» **Objective**
Don't copy the pictures; return every other part of the records exactly.

----------

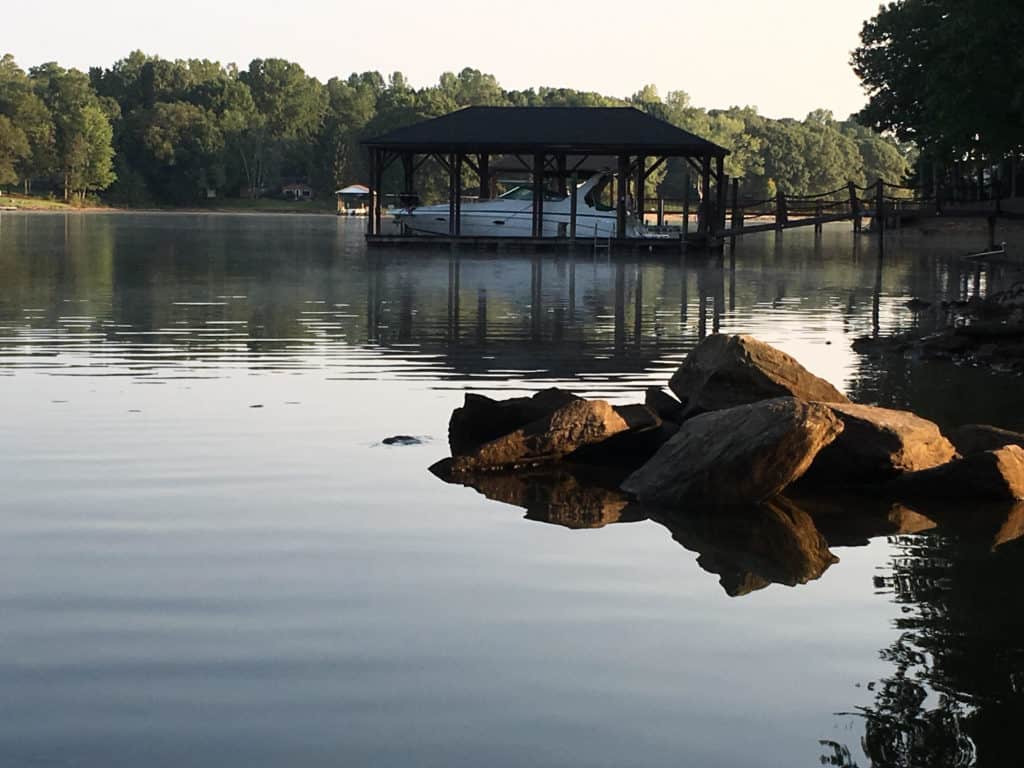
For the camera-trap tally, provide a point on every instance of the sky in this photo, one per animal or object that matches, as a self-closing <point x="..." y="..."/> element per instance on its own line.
<point x="785" y="57"/>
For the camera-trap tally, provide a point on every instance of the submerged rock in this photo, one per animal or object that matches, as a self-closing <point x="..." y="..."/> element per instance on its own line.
<point x="567" y="497"/>
<point x="402" y="439"/>
<point x="991" y="475"/>
<point x="481" y="419"/>
<point x="548" y="439"/>
<point x="877" y="444"/>
<point x="975" y="438"/>
<point x="663" y="403"/>
<point x="739" y="456"/>
<point x="724" y="372"/>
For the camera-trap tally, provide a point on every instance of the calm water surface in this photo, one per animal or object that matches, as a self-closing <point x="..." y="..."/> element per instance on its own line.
<point x="208" y="558"/>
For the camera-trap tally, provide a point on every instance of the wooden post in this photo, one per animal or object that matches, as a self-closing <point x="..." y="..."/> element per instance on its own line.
<point x="623" y="192"/>
<point x="641" y="203"/>
<point x="483" y="165"/>
<point x="685" y="230"/>
<point x="409" y="176"/>
<point x="704" y="222"/>
<point x="538" y="228"/>
<point x="737" y="212"/>
<point x="781" y="213"/>
<point x="371" y="198"/>
<point x="854" y="206"/>
<point x="573" y="203"/>
<point x="457" y="173"/>
<point x="721" y="189"/>
<point x="880" y="206"/>
<point x="453" y="194"/>
<point x="379" y="185"/>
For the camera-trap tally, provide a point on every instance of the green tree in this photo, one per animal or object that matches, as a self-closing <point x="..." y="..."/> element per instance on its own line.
<point x="13" y="148"/>
<point x="82" y="129"/>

----------

» **Complete response**
For the camera-trap tally, provide a point on every instance of the sky in this photo, one per animal or object that matches, as a self-closing <point x="..." y="..."/> element per instance on its own line.
<point x="785" y="57"/>
For the camera-trap tally, provide a point on every instance of the submerged rock in this photo, one per animal or object that matches, as a self-closing <point x="..." y="..."/> element per instance on its own line.
<point x="567" y="497"/>
<point x="402" y="439"/>
<point x="991" y="475"/>
<point x="481" y="419"/>
<point x="548" y="439"/>
<point x="877" y="444"/>
<point x="975" y="438"/>
<point x="663" y="403"/>
<point x="739" y="456"/>
<point x="724" y="372"/>
For the camera-trap tally, provide a point on every instance of the calm water surface in this photo, one per animal or object that matches, as a self-closing <point x="..." y="..."/> element per instance on its own line.
<point x="208" y="558"/>
For the camera-trap tally, provide a point on every instance of the wooden post in this photo, one per animal or object that matches, as a self-closing <point x="..." y="..."/> element per instance on its own line.
<point x="623" y="192"/>
<point x="641" y="203"/>
<point x="483" y="165"/>
<point x="685" y="230"/>
<point x="409" y="176"/>
<point x="704" y="222"/>
<point x="538" y="228"/>
<point x="737" y="212"/>
<point x="781" y="213"/>
<point x="371" y="198"/>
<point x="854" y="206"/>
<point x="573" y="203"/>
<point x="457" y="173"/>
<point x="721" y="189"/>
<point x="880" y="206"/>
<point x="453" y="194"/>
<point x="379" y="185"/>
For the camera-trap tally, provide a point on every instance of the green tree in this photo, one per animal or object that matches, as a self-closing <point x="..." y="..."/> element per instance on its own line.
<point x="13" y="148"/>
<point x="82" y="129"/>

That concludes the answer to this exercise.